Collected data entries
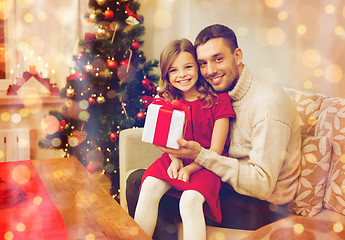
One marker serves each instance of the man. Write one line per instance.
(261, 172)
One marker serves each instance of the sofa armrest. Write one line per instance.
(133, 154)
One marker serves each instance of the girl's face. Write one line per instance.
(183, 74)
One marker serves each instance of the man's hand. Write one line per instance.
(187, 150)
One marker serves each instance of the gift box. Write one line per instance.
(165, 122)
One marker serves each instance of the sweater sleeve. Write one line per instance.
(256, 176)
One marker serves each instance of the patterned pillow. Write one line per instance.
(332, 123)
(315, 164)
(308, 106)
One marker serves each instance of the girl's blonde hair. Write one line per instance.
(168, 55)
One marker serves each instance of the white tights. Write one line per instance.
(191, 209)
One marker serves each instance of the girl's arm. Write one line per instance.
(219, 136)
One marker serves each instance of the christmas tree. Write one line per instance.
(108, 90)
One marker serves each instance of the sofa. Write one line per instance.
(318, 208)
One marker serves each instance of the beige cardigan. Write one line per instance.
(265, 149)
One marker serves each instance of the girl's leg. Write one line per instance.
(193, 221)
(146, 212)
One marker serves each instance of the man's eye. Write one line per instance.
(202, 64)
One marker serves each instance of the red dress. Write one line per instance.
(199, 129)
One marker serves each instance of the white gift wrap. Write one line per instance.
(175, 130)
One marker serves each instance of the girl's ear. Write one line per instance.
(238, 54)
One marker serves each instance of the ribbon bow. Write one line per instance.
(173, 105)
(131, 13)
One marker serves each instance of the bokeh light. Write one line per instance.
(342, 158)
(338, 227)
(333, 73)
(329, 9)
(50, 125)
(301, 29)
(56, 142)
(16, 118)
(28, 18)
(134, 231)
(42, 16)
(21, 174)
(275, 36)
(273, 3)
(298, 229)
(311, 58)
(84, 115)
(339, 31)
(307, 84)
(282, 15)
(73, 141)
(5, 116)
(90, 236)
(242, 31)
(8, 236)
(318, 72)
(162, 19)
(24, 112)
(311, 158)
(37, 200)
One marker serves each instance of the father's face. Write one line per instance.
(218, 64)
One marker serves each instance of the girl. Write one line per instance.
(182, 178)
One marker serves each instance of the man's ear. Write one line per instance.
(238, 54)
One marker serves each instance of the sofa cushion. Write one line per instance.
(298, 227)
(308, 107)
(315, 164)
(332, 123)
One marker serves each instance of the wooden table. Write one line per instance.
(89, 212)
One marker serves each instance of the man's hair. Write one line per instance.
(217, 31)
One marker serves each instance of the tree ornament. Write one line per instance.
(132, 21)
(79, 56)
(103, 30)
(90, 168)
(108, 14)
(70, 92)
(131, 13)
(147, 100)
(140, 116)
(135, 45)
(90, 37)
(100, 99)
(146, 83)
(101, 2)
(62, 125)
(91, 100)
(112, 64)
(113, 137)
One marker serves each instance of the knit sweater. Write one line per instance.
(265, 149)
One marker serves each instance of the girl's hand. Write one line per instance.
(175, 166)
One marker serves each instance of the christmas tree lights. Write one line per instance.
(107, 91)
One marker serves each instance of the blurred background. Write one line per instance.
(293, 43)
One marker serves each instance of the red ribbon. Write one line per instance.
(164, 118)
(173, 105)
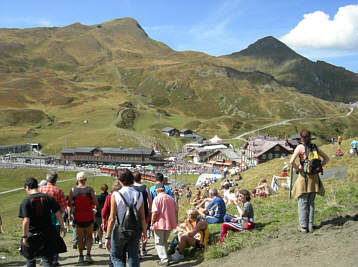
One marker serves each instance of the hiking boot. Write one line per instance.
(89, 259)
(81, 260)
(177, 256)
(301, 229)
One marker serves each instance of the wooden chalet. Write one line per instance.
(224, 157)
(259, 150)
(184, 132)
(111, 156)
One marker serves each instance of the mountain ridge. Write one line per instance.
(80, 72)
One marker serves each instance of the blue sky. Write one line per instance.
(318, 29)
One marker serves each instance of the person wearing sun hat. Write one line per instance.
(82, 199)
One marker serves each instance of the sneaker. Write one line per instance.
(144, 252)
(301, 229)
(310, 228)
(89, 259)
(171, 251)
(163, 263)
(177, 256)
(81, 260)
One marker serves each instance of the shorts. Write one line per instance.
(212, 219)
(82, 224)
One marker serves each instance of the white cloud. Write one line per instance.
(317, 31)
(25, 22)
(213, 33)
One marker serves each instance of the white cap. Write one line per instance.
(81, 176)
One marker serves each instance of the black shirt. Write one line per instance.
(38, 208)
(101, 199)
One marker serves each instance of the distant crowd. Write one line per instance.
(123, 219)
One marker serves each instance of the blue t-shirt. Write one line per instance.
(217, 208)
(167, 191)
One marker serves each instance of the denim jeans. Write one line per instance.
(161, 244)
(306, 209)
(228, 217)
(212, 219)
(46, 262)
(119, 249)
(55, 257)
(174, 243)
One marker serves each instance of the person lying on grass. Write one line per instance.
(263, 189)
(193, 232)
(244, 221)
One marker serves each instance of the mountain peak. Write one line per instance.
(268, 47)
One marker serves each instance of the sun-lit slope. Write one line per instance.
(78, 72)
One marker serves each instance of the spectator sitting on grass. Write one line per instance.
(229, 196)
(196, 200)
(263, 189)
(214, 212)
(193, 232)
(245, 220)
==
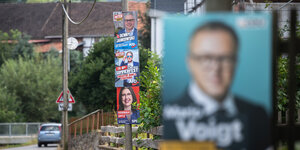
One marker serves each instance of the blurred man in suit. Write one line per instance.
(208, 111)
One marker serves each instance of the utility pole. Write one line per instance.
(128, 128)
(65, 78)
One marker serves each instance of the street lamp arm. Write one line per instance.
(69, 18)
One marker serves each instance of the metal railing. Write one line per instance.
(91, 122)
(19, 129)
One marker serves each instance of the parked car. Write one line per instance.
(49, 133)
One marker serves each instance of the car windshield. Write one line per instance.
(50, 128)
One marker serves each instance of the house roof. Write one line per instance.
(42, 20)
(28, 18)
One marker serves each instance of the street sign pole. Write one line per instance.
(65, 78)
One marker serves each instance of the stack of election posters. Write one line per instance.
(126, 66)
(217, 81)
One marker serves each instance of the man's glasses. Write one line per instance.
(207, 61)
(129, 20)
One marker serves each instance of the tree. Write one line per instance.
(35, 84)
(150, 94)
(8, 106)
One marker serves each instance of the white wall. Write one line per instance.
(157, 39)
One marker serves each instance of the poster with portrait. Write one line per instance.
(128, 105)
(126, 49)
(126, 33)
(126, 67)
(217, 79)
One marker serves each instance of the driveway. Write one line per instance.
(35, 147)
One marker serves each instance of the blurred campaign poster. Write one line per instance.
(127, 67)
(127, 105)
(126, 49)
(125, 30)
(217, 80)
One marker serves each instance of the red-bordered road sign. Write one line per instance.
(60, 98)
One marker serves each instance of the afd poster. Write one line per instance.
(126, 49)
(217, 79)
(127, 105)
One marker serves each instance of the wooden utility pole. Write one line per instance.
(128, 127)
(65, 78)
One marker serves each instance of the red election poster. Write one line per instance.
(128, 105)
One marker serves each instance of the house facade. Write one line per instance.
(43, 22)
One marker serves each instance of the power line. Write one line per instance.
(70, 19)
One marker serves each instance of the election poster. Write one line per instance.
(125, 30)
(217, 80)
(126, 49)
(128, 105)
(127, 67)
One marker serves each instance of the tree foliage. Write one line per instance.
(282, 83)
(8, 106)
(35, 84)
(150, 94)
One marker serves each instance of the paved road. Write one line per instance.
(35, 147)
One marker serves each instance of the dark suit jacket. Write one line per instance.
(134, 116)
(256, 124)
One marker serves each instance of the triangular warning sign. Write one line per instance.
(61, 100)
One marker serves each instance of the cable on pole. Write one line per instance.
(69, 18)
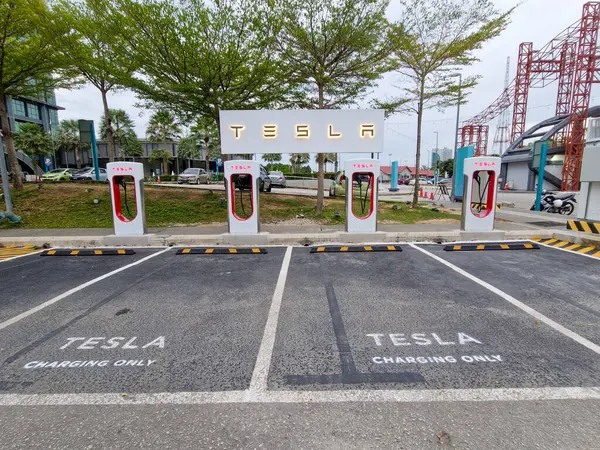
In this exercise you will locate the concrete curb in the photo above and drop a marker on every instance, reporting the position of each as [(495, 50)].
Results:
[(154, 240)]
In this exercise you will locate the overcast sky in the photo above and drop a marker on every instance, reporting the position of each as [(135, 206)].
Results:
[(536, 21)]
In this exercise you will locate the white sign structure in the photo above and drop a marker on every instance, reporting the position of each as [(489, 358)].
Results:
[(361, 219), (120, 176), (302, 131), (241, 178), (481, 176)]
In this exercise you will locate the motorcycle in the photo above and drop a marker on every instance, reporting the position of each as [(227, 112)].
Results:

● **TASK DIRECTIONS**
Select every line of the records holding the string "above".

● **EXERCISE RESPONSE**
In this exercise you will locate the concrete curb in the photo above and drop a marker on every instance, reporting the position of each as [(495, 50)].
In this exercise you will locate the overcast sky in the photo above and drop a marker on every instance, reporting the position of each as [(135, 206)].
In this exercise you will locate the white sign structure in the photo above and drop a marker on every instance, reporting the position of each as [(489, 358)].
In this exercise you will locate the motorcycle in the photo above and drop a marker on every instance, reporting the position of each as [(227, 112)].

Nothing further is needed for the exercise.